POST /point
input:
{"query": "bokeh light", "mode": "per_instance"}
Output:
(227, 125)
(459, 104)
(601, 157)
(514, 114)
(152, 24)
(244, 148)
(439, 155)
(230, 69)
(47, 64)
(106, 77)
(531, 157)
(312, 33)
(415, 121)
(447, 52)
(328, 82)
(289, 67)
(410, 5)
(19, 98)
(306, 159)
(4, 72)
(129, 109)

____

* [Task description] Write each record out again exactly.

* [Written reply]
POST /point
input:
{"query": "bokeh light", "mode": "per_instance"}
Output:
(227, 125)
(459, 104)
(601, 157)
(514, 114)
(152, 24)
(244, 148)
(439, 155)
(230, 69)
(47, 64)
(106, 77)
(531, 157)
(312, 33)
(415, 121)
(447, 52)
(328, 82)
(289, 67)
(410, 5)
(19, 98)
(306, 159)
(4, 72)
(129, 109)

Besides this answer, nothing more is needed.